▶ [JOB A]
Show every line of the listing below that contains the string "Query", treating uppercase and lowercase as different.

▶ [PAGE TEXT]
"""

# Folding bike peeps, tell me your stories.



## buck-50 (Sep 20, 2005)

Kinda thinking about building/buying a folding bike, mainly out of curiosity. Plus, I hate trying to take a full sized bike with me when I travel. 

Thinking pretty hard about a xootr swift- I like that it uses pretty standard components (standard hubs, etc). I'd probably be building this up from leftover parts.

Also looking at the Dahon Speed Pro TT- similar price, slightly less standard parts, but lighter and yellower...

Looking at the above due to price- both can be had for under a grand. As nice as the bikefriday looks, I can't justify that kind of expense.

So, tell me your thoughts, good and bad. I'm looking for something that will be most similar to a road bike- I won't bother with fenders or racks. Just something for getting out some nice quick miles. Needs to be reasonably easy to put in a suitcase without costing extra.

If y'all have better ideas, lemme know.


----------



## Creakyknees (Sep 21, 2003)

http://www.bikeforums.net/forumdisplay.php?221-Folding-Bikes


----------



## buck-50 (Sep 20, 2005)

Well, this is the first time I've ever been told to use the search function on a different forum... 

I've looked there, but the posters tend to be kinda folding bike nuts and I'm looking for the opinions of more casual users.

It'd be like going into PO and asking if Obamas make good presidents.


----------



## tarwheel2 (Jul 7, 2005)

My brother has owned a Bike Friday for years. He has his equipped with pretty standard Shimano components and uses it mainly when traveling on business trips. I've ridden with him while he's been riding the BF, and he is able to ride almost as fast as he would on a normal bike. Takes him about 30-45 minutes to pack up the bike and/or assemble it.

It has a few quirks, the main one being the tendency of the headset to loosen. He always carries a headset wrench, just in case.

"""

▶ [JOB B]
Output the folding bike thread above again, word for word and in full.

▶ [MATERIALS PROVIDED]
"""

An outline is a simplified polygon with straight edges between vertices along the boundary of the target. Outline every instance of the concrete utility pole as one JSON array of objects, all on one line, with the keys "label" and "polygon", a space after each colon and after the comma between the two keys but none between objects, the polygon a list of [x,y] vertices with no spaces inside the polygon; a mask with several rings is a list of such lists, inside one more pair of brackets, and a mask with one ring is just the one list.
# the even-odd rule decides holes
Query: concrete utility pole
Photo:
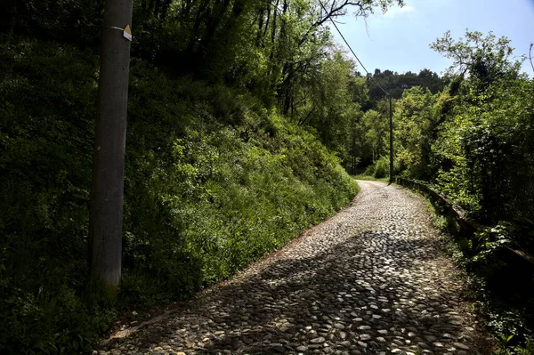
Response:
[{"label": "concrete utility pole", "polygon": [[390,98],[390,182],[393,182],[393,111],[392,109],[392,95]]},{"label": "concrete utility pole", "polygon": [[117,291],[121,276],[132,4],[133,0],[106,1],[93,155],[91,278],[112,291]]}]

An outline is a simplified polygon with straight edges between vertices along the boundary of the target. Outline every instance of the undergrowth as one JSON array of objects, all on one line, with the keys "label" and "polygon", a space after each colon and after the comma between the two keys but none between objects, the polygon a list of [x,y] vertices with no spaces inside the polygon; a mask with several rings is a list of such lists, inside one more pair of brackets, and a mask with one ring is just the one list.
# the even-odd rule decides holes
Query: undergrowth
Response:
[{"label": "undergrowth", "polygon": [[97,56],[0,47],[0,352],[84,353],[130,305],[190,297],[348,204],[358,186],[247,93],[134,60],[123,279],[87,287]]},{"label": "undergrowth", "polygon": [[[511,242],[510,230],[498,225],[466,238],[460,233],[454,218],[442,208],[428,200],[426,207],[453,262],[467,271],[467,284],[476,299],[477,313],[498,343],[494,353],[534,353],[531,331],[534,299],[529,291],[532,289],[532,280],[523,272],[518,260],[504,249]],[[477,246],[473,247],[473,244]]]}]

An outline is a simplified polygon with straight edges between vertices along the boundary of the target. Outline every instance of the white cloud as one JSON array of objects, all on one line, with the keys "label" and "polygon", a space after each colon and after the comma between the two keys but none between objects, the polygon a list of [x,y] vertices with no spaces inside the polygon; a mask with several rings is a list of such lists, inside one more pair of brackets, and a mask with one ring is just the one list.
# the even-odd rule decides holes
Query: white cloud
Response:
[{"label": "white cloud", "polygon": [[387,12],[384,14],[384,17],[393,18],[397,16],[401,16],[407,13],[414,12],[416,8],[410,5],[404,5],[402,7],[394,6],[391,7]]}]

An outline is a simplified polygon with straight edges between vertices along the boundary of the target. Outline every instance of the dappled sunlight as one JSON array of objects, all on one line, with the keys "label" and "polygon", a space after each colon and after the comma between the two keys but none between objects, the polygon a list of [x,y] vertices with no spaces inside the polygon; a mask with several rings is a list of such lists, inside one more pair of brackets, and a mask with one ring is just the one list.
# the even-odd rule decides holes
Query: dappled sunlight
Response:
[{"label": "dappled sunlight", "polygon": [[469,350],[476,335],[455,278],[458,271],[441,255],[423,202],[383,186],[362,184],[366,198],[120,349],[198,354]]}]

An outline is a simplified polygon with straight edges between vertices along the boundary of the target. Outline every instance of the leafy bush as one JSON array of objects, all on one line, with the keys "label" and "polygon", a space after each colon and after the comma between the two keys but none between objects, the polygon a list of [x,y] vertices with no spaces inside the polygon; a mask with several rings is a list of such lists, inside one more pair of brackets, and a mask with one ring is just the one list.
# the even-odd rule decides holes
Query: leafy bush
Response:
[{"label": "leafy bush", "polygon": [[357,192],[339,159],[275,109],[134,60],[111,304],[85,283],[97,58],[27,39],[0,57],[0,352],[84,352],[121,307],[189,297]]}]

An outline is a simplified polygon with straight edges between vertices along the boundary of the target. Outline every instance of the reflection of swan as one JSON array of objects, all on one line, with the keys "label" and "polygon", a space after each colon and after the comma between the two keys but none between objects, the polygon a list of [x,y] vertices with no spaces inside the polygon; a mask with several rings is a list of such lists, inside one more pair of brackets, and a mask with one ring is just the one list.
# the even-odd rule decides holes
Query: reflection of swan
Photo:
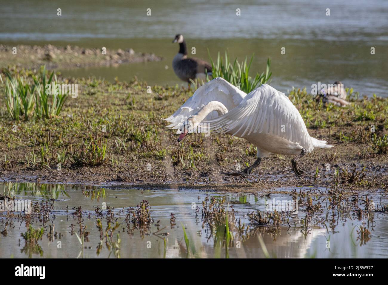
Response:
[{"label": "reflection of swan", "polygon": [[246,95],[236,89],[225,79],[215,78],[166,119],[172,123],[168,127],[178,129],[178,142],[204,123],[205,131],[227,133],[255,145],[253,164],[231,175],[249,175],[262,158],[274,153],[297,155],[291,160],[293,170],[301,176],[298,159],[315,148],[332,147],[310,136],[299,112],[284,93],[267,84]]},{"label": "reflection of swan", "polygon": [[[307,257],[309,249],[318,237],[326,233],[324,229],[313,228],[306,237],[300,230],[282,228],[281,235],[275,240],[269,234],[266,233],[263,240],[270,257],[278,258],[303,258]],[[264,257],[263,251],[259,245],[257,235],[251,237],[244,243],[244,249],[248,258]]]}]

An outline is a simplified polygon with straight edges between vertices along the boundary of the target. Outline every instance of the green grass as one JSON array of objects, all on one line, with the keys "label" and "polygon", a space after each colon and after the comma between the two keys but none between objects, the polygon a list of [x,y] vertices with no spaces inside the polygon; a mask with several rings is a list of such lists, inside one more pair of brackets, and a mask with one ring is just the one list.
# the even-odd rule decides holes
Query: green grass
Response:
[{"label": "green grass", "polygon": [[9,117],[19,120],[24,117],[50,119],[58,117],[67,98],[67,94],[61,92],[47,92],[46,85],[59,84],[53,71],[47,78],[45,67],[42,66],[40,73],[32,75],[32,80],[27,74],[12,75],[9,71],[5,72],[5,82],[0,75],[3,86],[5,102]]},{"label": "green grass", "polygon": [[39,118],[50,119],[54,116],[57,117],[68,96],[67,94],[61,94],[61,91],[57,92],[52,90],[52,94],[48,93],[46,92],[46,85],[51,84],[53,82],[56,85],[58,83],[58,80],[54,71],[51,73],[48,78],[47,76],[46,68],[42,67],[40,76],[33,77],[36,90],[35,94],[36,107],[35,111],[36,117]]},{"label": "green grass", "polygon": [[249,63],[248,58],[246,57],[245,60],[241,62],[236,58],[233,64],[230,60],[230,56],[226,52],[225,62],[222,57],[220,57],[219,52],[215,62],[213,60],[210,54],[209,56],[211,64],[212,77],[222,77],[246,93],[249,93],[262,84],[268,83],[272,74],[272,72],[269,71],[271,66],[271,59],[269,58],[267,60],[265,74],[264,72],[261,74],[256,73],[256,76],[252,78],[249,76],[249,72],[254,54],[252,55]]},{"label": "green grass", "polygon": [[23,77],[11,76],[6,73],[4,83],[1,76],[0,81],[5,84],[5,104],[9,116],[19,120],[22,117],[26,120],[31,115],[34,107],[35,86],[31,87]]}]

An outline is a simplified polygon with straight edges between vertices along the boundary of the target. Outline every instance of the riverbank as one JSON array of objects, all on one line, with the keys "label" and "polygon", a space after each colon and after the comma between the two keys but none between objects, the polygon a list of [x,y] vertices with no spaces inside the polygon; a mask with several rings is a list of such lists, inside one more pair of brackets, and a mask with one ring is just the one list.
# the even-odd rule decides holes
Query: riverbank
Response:
[{"label": "riverbank", "polygon": [[153,54],[135,52],[131,48],[112,50],[105,47],[87,48],[68,45],[64,47],[46,45],[40,47],[0,45],[0,68],[16,66],[39,69],[45,65],[49,69],[117,66],[145,61],[158,61],[162,58]]},{"label": "riverbank", "polygon": [[[34,73],[17,68],[12,72],[30,80]],[[7,114],[4,96],[0,97],[2,180],[232,192],[299,185],[387,189],[387,98],[359,98],[348,90],[351,105],[324,107],[305,90],[291,90],[288,95],[310,135],[334,147],[317,150],[300,161],[306,177],[294,175],[292,157],[272,155],[247,180],[223,174],[254,161],[255,149],[244,140],[199,134],[180,144],[165,127],[162,118],[194,90],[149,87],[136,79],[111,83],[60,76],[58,81],[78,84],[78,95],[69,96],[56,117],[14,121]]]}]

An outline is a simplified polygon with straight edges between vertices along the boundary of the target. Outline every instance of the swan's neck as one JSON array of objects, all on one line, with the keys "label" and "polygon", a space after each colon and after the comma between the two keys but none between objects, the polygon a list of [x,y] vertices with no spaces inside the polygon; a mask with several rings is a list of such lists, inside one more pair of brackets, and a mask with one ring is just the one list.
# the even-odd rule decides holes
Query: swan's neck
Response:
[{"label": "swan's neck", "polygon": [[203,121],[213,111],[217,111],[219,116],[228,112],[228,109],[223,104],[218,101],[211,101],[202,107],[197,114],[197,118]]}]

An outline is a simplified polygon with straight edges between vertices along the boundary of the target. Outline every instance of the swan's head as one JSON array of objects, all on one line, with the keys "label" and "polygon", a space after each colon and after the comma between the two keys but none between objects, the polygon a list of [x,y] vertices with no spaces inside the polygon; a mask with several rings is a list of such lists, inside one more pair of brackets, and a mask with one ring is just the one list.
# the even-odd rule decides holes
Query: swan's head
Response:
[{"label": "swan's head", "polygon": [[172,42],[173,43],[182,43],[183,42],[183,36],[180,34],[178,34],[175,36],[175,38],[174,39],[174,40],[172,41]]},{"label": "swan's head", "polygon": [[204,133],[204,128],[199,126],[202,120],[198,118],[198,116],[196,115],[192,116],[184,122],[180,126],[180,135],[178,138],[178,142],[180,142],[188,133]]}]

"""

▶ [CORRECT ANSWER A]
Query: concrete utility pole
Query: undergrowth
Query: white cloud
Query: dappled sunlight
Query: leafy bush
Query: reflection of swan
Query: green grass
Query: riverbank
Query: swan's neck
Query: swan's head

▶ [CORRECT ANSWER B]
# Folding bike peeps, tell me your stories.



## buck-50 (Sep 20, 2005)

Kinda thinking about building/buying a folding bike, mainly out of curiosity. Plus, I hate trying to take a full sized bike with me when I travel. 

Thinking pretty hard about a xootr swift- I like that it uses pretty standard components (standard hubs, etc). I'd probably be building this up from leftover parts.

Also looking at the Dahon Speed Pro TT- similar price, slightly less standard parts, but lighter and yellower...

Looking at the above due to price- both can be had for under a grand. As nice as the bikefriday looks, I can't justify that kind of expense.

So, tell me your thoughts, good and bad. I'm looking for something that will be most similar to a road bike- I won't bother with fenders or racks. Just something for getting out some nice quick miles. Needs to be reasonably easy to put in a suitcase without costing extra.

If y'all have better ideas, lemme know.


----------



## Creakyknees (Sep 21, 2003)

http://www.bikeforums.net/forumdisplay.php?221-Folding-Bikes


----------



## buck-50 (Sep 20, 2005)

Well, this is the first time I've ever been told to use the search function on a different forum... 

I've looked there, but the posters tend to be kinda folding bike nuts and I'm looking for the opinions of more casual users.

It'd be like going into PO and asking if Obamas make good presidents.


----------



## tarwheel2 (Jul 7, 2005)

My brother has owned a Bike Friday for years. He has his equipped with pretty standard Shimano components and uses it mainly when traveling on business trips. I've ridden with him while he's been riding the BF, and he is able to ride almost as fast as he would on a normal bike. Takes him about 30-45 minutes to pack up the bike and/or assemble it.

It has a few quirks, the main one being the tendency of the headset to loosen. He always carries a headset wrench, just in case.